# [What to work on]
Return every one of the rows below word for word, with nothing changed.

# [Data for the task]
========================
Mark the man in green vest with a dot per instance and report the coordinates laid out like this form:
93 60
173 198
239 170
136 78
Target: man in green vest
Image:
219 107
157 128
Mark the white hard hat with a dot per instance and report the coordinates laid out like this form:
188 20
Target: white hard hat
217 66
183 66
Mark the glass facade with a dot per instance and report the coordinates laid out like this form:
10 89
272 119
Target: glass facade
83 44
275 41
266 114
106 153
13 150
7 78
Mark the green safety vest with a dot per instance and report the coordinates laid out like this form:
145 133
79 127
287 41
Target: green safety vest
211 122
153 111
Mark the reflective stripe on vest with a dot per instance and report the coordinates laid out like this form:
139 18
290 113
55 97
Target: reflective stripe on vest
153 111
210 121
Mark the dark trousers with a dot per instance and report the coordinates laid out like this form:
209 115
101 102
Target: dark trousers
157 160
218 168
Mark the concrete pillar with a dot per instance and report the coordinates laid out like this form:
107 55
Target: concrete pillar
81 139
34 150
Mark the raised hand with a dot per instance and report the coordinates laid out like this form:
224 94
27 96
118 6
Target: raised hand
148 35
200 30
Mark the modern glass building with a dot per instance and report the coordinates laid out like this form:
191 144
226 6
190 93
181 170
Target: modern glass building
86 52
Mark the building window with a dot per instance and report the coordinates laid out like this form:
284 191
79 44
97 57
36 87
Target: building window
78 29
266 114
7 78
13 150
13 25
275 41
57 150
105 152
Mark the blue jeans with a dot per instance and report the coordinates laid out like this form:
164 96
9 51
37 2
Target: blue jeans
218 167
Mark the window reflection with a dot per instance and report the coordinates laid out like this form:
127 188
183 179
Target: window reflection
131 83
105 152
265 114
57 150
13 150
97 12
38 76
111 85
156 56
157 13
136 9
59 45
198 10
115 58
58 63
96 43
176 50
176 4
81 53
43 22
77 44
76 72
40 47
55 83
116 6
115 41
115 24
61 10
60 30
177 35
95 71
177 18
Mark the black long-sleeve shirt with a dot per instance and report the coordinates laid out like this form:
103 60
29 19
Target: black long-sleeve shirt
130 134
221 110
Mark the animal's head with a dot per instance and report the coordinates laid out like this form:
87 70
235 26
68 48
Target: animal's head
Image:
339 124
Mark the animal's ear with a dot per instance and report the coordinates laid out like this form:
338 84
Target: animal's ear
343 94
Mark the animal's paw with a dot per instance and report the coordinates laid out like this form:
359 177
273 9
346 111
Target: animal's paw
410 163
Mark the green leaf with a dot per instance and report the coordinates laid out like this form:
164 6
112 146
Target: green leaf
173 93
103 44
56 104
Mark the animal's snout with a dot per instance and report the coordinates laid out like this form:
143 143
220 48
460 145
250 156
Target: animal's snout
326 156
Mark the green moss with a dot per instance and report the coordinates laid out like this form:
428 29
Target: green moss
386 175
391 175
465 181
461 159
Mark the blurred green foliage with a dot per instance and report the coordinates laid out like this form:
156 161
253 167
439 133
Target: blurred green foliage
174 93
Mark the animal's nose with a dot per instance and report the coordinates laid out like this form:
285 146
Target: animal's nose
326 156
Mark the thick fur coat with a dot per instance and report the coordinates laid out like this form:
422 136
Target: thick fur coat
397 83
========================
# [Solution to this exercise]
Mark the man in green vest with a dot per instance and report the coordinates laid out like this form:
93 60
173 198
239 170
136 78
Target: man in green vest
Image:
219 107
157 128
Mark the white hard hat with a dot per instance and report the coordinates laid out like this form:
188 20
Target: white hard hat
217 66
183 66
Mark the glass facade with a dot per instance and report the coordinates laid out like this form:
10 89
272 119
Target: glass facade
83 44
275 41
266 114
106 153
13 150
7 78
Mark the green safety vest with a dot per instance and report the coordinates laid out like this form:
145 133
79 127
287 41
Target: green safety vest
211 122
153 111
Mark the reflective stripe on vest with a dot per instance and report the coordinates laid out like this form:
139 18
290 113
55 97
Target: reflective stripe on vest
153 111
210 121
Mark the dark trousers with a dot per instance and report the coordinates laid out like this form:
209 115
101 102
Target: dark trousers
157 160
218 168
Mark the concrete pillar with a dot per instance and report the coordinates laid out like this form:
107 55
Target: concrete pillar
81 139
34 150
Mark the raised hand with a dot per instance and report the coordinates laid out like this form:
224 94
27 96
118 6
Target: raised hand
148 35
200 30
Mark the modern glass building with a dot per instance and report the coordinates laid out like this form:
191 144
226 6
190 93
181 170
Target: modern glass building
86 52
Mark the building window with a dot per instance and report the coordinates laid out like this form:
284 191
79 44
97 57
36 87
Target: building window
78 29
266 114
7 78
13 150
13 25
275 41
57 150
105 152
Mark the blue jeans with a dot per instance and report the coordinates laid out like this form:
164 96
9 51
37 2
Target: blue jeans
218 167
Mark the window reflection with a dot per instance and report the coordinates laid out like this form:
127 188
183 179
Target: window reflection
131 83
105 152
265 114
57 150
13 150
97 12
38 76
111 85
156 56
157 13
136 9
59 45
198 10
115 58
58 63
96 43
176 50
176 4
81 53
43 22
77 44
76 72
40 47
55 83
116 6
115 41
115 24
61 10
60 30
177 35
95 71
177 18
Mark the black long-sleeve shirt with a dot per instance and report the coordinates laid out like this form:
103 60
29 19
Target: black long-sleeve shirt
130 134
221 110
Mark the animal's head with a dot per instance and report the coordinates laid out like this form:
87 70
235 26
68 48
Target: animal's head
Image:
339 124
Mark the animal's ear with a dot per instance and report the coordinates laid out like this form:
338 84
Target: animal's ear
343 94
Mark the animal's paw with a dot per instance and report the coordinates laid out like this form:
359 177
273 9
346 111
Target: animal's paw
410 163
Mark the green leaf with a dot per instance and report the coordinates laid out like this form:
164 6
112 146
Target: green leaf
173 93
103 44
56 104
Mark the animal's snout with a dot per instance and report the coordinates laid out like this form:
143 143
220 48
460 145
250 156
Target: animal's snout
326 156
Mark the green moss with a dot per instance and report the coordinates laid out like this form:
428 29
Target: green moss
386 175
391 175
465 181
461 159
Mark the blurred green foliage with a dot per instance and report the coordinates laid out like this form:
156 161
253 167
439 133
Target: blurred green foliage
174 93
Mark the animal's nose with a dot per instance and report the coordinates laid out like this form:
285 146
Target: animal's nose
326 156
Mark the thick fur coat with a dot per instance and report the coordinates laid out like this form:
422 136
Target: thick fur coat
397 83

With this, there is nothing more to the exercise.